*Selected excerpt*
I have the Hadoop (version: 2.5.0) cluster with 3 machines.
Topology: 10.0.0.1 NameNode, DataNode 10.0.0.2 DataNode 10.0.0.3 DataNode
Configured as below:
Core-site
<configuration>
<property>
<name>fs.defaultFS</name>
<value>hdfs://10.0.0.1/</value>
<final>true</final>
</property>
</configuration>
hdfs-site.xml
<configuration>
<property>
<name>dfs.replication</name>
<value>2</value>
</property>
<property>
<name>dfs.namenode.name.dir</name>
<value>file:///home/tuannd/hdfs/namenode</value>
<final>true</final>
</property>
<property>
<name>dfs.datanode.data.dir</name>
<value>file:///home/tuannd/hdfs/datanode</value>
<final>true</final>
</property>
<property>
<name>dfs.permissions</name>
<value>false</value>
</property>
</configuration>
mapred-site.xml
<configuration>
<property>
<name>mapreduce.framework.name</name>
<value>yarn</value>
</property>
<property>
<name>mapredure.jobtracker.address</name>
<value>10.0.0.1:9001</value>
<final>true</final>
</property>
<property>
<name>mapredure.cluster.local.dir</name>
<value>/tmp/hadoop/mapredure/system</value>
<final>true</final>
</property>
<property>
<name>mapreduce.tasktracker.map.tasks.maximum</name>
<value>7</value>
<final>true</final>
</property>
<property>
<name>mapreduce.tasktracker.reduce.tasks.maximum</name>
<value>7</value>
<final>true</final>
</property>
<property>
<name>mapredure.map.tasks</name>
<value>100</value>
</property>
<property>
<name>mapredure.task.timeout</name>
<value>0</value>
</property>
<property>
<name>mapreduce.map.java.opts</name>
<value>-Xmx512M</value>
</property>
<property>
<name>mapreduce.reduce.java.opts</name>
<value>-Xmx1024M</value>
</property>
</configuration>
yarn-site.xml
<configuration>
<property>
<name>yarn.nodemanager.aux-services</name>
<value>mapreduce_shuffle</value>
</property>
<property>
<name>yarn.nodemanager.aux-services.mapreduce_shuffle.class</name>
<value>org.apache.hadoop.mapred.ShuffleHandler</value>
</property>
<property>
<name>yarn.nodemanager.resource.memory-mb</name>
<value>8192</value>
</property>
</configuration>
slaves
10.0.0.1
10.0.0.2
10.0.0.3
start-all.sh. On Master:
19817 Jps
15240 ResourceManager
12521 SecondaryNameNode
12330 DataNode
12171 NameNode
15381 NodeManager
On Slaves:
24454 NodeManager
22828 DataNode
24584 Jps
Code wordcount: the same this link
With the same input data.
- On Eclipse (master machine): Processing in 9s.
- On Hadoop cluster: Processing in 30s.
I don't know that what wrong on Hadoop cluster configure file? Timing processing data on Hadoop cluster slower than on eclipse!
Thanks.

*Records*

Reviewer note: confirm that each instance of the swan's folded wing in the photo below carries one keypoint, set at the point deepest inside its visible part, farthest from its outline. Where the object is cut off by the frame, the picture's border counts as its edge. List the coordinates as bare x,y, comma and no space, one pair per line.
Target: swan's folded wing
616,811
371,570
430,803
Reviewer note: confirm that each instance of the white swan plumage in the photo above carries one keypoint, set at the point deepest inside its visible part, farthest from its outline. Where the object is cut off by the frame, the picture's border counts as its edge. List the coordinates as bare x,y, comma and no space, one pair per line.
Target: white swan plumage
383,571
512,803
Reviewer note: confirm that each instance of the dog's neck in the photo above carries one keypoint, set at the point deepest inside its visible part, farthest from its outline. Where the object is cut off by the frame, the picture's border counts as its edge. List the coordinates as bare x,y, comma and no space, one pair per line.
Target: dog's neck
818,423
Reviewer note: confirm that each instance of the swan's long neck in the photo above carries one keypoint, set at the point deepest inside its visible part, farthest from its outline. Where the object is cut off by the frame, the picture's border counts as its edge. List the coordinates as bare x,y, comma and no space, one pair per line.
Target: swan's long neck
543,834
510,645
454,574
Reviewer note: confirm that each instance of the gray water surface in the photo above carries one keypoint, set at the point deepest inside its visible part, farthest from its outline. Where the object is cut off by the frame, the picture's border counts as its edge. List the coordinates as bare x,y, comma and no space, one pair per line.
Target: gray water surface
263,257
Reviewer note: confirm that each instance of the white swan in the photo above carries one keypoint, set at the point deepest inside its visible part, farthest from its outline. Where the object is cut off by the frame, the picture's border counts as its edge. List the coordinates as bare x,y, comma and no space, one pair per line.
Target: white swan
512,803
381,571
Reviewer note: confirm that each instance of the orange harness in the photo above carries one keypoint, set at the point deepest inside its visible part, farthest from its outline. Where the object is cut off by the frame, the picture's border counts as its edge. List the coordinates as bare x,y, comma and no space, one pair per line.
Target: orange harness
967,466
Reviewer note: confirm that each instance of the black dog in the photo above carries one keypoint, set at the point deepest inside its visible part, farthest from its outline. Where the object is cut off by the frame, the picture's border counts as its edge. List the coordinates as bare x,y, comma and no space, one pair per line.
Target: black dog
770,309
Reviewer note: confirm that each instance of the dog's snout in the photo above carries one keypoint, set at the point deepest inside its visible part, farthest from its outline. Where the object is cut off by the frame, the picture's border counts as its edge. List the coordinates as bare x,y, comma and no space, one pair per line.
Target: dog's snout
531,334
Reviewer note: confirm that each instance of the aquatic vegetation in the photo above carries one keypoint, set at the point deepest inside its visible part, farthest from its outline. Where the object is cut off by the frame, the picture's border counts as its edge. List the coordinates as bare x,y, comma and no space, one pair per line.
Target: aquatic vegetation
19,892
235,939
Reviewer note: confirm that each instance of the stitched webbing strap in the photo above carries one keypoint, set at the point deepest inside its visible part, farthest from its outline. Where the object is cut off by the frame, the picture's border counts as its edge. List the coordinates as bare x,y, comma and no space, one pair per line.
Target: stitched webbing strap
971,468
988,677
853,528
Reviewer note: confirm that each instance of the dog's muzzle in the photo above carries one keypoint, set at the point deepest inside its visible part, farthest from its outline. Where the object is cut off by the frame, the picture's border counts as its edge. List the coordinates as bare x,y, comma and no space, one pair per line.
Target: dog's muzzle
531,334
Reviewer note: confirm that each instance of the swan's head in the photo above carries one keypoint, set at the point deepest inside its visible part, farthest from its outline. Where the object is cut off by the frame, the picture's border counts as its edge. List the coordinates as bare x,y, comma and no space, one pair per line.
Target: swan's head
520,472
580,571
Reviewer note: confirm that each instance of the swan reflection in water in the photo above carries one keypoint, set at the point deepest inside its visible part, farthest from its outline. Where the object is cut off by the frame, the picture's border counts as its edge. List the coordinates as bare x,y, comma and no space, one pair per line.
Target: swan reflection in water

*Actions to take*
1. From the Hadoop cluster post, copy the text between "- On Eclipse" and "than on eclipse!", inclusive.
2. In one to three sentences, explain why the Hadoop cluster post suspects a problem in the cluster's configuration files.
3. In the Hadoop cluster post, what value is given for dfs.replication?

*Responses to the exercise*
1.
- On Eclipse (master machine): Processing in 9s.
- On Hadoop cluster: Processing in 30s.
I don't know that what wrong on Hadoop cluster configure file? Timing processing data on Hadoop cluster slower than on eclipse!

2. The same wordcount code, run on the same input data, took 30 seconds on the Hadoop cluster. In Eclipse on the master machine it took only 9 seconds. Because the cluster was slower, the poster asks what is wrong in the configuration files.

3. 2